What you need to do:
• 1. Answer these questions using the passage on fearful dogs.
(a) How old is Lucy, and what breed is she?
(b) According to the passage, punishing a dog's growl is like getting rid of what?
(c) Up to what age does the key socialization period in a dog's life last?
• 2. Pick up the passage on fearful dogs after its final paragraph and continue writing it.

Excerpt:
● ● ●

I have encountered many shy and fearful dogs during my time working in shelters. After learning more about canine body language and how dogs communicate, I have picked up on some dos and don’ts for working with shy, fearful and timid dogs. This knowledge proved very useful this past week when I dog-sat through Dog Latin Dog Training’s Staycation program for a nine month old Havanese puppy named Lucy who is quite fearful of new people.
It is important to recognize when a dog is displaying fearful body language. The canine signs of fear can often overlap with those of general stress or discomfort, including: tail tucked, ears back/flattened, lip licking, whale eye, panting, yawning, darting and moving frantically, growling, avoiding eye contact or only making it very briefly, staying low to the ground, trembling, hiding and more. Dr. Sophia Yin created this fabulous illustration on fearful body language:
It is also important to remember that fear can be a driving force behind aggression, and if you notice a dog acting fearful or nervous, do not push the dog because escalated stress can send it over the edge and is often when bites occur. It is also very important that we do not punish the warning signs associated with bites (i.e. signs of fear) – especially, and I beg this of you, not the growl. That is like getting rid of your smoke detector! We want our dogs to tell us when they are uncomfortable. Then we can address the root of the problem, not just suppress the symptoms to be left with an uncomfortable dog who will now bite “out of nowhere.”
Fearful dogs are not always a product of abuse. Most likely, they’re a product of poor socialization. There is a key socialization period in a dog’s life up until twelve to sixteen weeks old, and often if the dog isn’t introduced in a positive way (!!) to enough novel stimuli during that time, they can be fearful of new experiences later in life. In extreme cases like puppy mills or hoarding situation (like Poor Otis) when dogs see nothing more than basically just a box for their first few months (or longer) of life, dogs can have almost crippling fear of new objects, places and/or people. It’s really quite sad. Some dogs can also just have a genetic predisposition to being more shy or timid.

● ● ●

[Photo-based referring expression data]
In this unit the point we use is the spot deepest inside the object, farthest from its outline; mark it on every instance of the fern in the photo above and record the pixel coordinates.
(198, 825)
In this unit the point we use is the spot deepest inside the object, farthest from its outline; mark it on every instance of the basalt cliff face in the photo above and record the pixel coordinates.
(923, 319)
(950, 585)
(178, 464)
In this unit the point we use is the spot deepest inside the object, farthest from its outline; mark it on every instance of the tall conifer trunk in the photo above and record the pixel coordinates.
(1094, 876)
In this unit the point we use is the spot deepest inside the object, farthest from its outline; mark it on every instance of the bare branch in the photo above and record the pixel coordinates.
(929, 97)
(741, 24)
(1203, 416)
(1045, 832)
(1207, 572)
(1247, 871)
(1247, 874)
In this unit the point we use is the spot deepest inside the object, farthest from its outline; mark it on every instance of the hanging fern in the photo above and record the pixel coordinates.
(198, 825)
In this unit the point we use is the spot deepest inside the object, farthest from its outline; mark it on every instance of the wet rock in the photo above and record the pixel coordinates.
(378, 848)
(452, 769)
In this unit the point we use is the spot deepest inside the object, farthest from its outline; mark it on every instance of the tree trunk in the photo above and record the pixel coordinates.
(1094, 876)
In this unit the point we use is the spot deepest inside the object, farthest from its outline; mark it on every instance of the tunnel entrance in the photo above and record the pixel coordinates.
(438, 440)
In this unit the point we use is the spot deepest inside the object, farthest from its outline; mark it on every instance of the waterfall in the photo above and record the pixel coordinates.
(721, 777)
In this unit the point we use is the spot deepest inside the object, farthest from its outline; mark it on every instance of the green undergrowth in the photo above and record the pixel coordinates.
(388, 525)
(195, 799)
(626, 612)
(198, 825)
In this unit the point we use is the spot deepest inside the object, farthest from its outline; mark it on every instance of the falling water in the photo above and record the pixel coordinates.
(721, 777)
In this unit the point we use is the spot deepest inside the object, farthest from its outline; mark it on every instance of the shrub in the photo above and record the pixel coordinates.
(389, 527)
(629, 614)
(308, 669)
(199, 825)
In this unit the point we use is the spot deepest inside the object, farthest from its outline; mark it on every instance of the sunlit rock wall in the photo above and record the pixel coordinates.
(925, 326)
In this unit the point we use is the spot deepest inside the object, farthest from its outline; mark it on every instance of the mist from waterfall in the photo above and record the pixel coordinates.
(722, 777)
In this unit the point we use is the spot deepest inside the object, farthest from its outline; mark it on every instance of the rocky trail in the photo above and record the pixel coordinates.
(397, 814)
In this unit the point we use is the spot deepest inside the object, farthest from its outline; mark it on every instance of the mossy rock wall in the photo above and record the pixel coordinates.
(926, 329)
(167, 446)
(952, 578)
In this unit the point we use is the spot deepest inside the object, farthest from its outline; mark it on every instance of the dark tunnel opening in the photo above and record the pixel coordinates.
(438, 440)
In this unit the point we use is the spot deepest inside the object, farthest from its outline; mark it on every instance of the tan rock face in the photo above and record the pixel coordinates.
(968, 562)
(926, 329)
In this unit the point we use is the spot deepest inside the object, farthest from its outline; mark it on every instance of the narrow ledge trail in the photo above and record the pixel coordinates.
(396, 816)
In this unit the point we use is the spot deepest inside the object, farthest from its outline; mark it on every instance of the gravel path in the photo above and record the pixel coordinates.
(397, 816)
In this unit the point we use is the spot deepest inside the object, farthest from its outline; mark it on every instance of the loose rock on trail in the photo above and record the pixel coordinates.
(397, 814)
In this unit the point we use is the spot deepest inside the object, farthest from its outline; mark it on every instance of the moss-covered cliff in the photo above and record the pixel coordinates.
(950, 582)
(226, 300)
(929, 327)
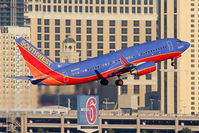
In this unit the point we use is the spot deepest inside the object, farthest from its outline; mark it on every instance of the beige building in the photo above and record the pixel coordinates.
(189, 78)
(13, 93)
(98, 27)
(179, 85)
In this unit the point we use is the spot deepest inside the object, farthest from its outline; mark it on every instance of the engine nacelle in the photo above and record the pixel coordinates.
(143, 69)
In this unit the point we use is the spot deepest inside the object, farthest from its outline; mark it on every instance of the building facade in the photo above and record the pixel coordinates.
(12, 13)
(13, 93)
(98, 27)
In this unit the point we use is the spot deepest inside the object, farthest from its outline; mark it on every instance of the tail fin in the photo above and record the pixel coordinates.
(38, 63)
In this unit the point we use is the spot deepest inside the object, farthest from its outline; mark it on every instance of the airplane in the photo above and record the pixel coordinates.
(136, 60)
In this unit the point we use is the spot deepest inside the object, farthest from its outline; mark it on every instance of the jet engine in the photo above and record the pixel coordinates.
(143, 68)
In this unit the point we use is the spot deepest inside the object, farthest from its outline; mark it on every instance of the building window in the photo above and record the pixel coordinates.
(111, 30)
(124, 30)
(46, 21)
(38, 29)
(91, 9)
(126, 9)
(59, 8)
(136, 38)
(148, 88)
(136, 89)
(124, 38)
(29, 7)
(112, 46)
(151, 2)
(46, 37)
(138, 9)
(57, 45)
(89, 53)
(124, 45)
(150, 9)
(145, 2)
(89, 46)
(57, 22)
(55, 8)
(78, 30)
(39, 45)
(57, 52)
(148, 30)
(145, 10)
(148, 76)
(46, 44)
(99, 22)
(99, 45)
(70, 9)
(78, 37)
(114, 9)
(57, 37)
(99, 53)
(121, 10)
(99, 38)
(78, 45)
(78, 22)
(148, 23)
(139, 2)
(67, 29)
(46, 52)
(89, 38)
(89, 31)
(99, 30)
(97, 9)
(109, 9)
(39, 37)
(49, 9)
(133, 10)
(65, 8)
(124, 89)
(111, 38)
(67, 22)
(57, 59)
(136, 23)
(136, 31)
(46, 29)
(36, 8)
(44, 8)
(148, 38)
(89, 23)
(39, 21)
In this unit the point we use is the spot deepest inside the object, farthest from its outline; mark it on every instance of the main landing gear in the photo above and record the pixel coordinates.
(104, 82)
(119, 81)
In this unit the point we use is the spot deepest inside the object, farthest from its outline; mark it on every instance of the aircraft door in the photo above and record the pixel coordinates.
(170, 45)
(66, 79)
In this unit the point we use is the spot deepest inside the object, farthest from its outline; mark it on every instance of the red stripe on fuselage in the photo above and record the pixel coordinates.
(72, 80)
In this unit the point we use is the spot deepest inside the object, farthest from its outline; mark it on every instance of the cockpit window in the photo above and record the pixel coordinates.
(179, 41)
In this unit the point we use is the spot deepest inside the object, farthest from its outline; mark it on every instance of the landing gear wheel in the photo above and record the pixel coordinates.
(173, 64)
(104, 82)
(119, 82)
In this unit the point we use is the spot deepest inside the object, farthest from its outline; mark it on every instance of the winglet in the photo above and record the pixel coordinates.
(125, 62)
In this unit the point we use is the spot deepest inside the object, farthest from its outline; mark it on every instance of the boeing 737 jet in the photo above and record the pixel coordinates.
(137, 60)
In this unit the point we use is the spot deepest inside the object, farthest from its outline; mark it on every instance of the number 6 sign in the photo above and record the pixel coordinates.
(91, 111)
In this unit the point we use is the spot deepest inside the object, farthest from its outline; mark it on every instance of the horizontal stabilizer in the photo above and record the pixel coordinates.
(20, 77)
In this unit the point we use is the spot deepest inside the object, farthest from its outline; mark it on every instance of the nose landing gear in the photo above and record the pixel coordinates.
(119, 82)
(104, 82)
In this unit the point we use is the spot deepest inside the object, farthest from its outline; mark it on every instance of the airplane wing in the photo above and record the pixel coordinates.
(124, 68)
(32, 80)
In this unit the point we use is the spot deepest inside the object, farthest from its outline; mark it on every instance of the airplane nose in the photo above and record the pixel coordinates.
(186, 44)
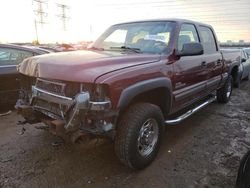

● ● ●

Responses by item number:
• 1.
(a) Lucy is a nine-month-old Havanese puppy.
(b) It is like getting rid of your smoke detector.
(c) It lasts until twelve to sixteen weeks old.

• 2.
Rehabilitating and working with a fearful dog can be quite a feat. To us as humans, the fears might seem irrational: Really, you don’t like walking through doorways or down stairs? Really, you think your shiny food bowl is something to worry about? Really, you’re scared of my friend’s dad who’s trying to be nice to you? But just because we can’t wrap our heads around it doesn’t mean we can wish away their fearful behavior. This is where some of that stuff you learned in psychology class as a kid (and that many dog trainers use every day) comes in: classical counter conditioning and desensitization. Basically counter conditioning means you create positive associations with something your dog previously thought was scary. Desensitizing is just what it sounds like: getting your dog used to frightening things (using counter conditioning) at an intensity that does not scare them, and then slowly working up from there.
Of course it is often more complex than this, but that’s the basic idea of some concepts to remember when working with fearful dogs. Another imperative rule I’ve learned is that a relationship needs to be built on the dog’s own terms. You can use food to win them over, but toss it to them instead of asking them to take it from your hand. This alleviates pressure on the dog and prevents a forced relationship turning bad, like Love & a Six-Foot Leash writes about on their own blog. Having a dog come up to you on their own terms, asking for attention and human contact, will build a much deeper, stronger trust.
This is what I did with Lucy when I stayed with her last week. She spent most of the first three days in her crate just staring at me (she actually didn’t have a problem with eye contact like many fearful dogs do). I went about my business, completely ignoring her – except every once in a while when I walked past her crate I would drop a treat. I was careful not to go into her crate as to not invade her secure hiding spot, but I dropped it just outside where she still felt comfortable snatching it. When she got a bit more brave and would come out to investigate, I would toss her a treat and when she went up to eat it, I would walk away from her – further reinforcing the notion that I bring yummy things but will not pressure you into getting close to me.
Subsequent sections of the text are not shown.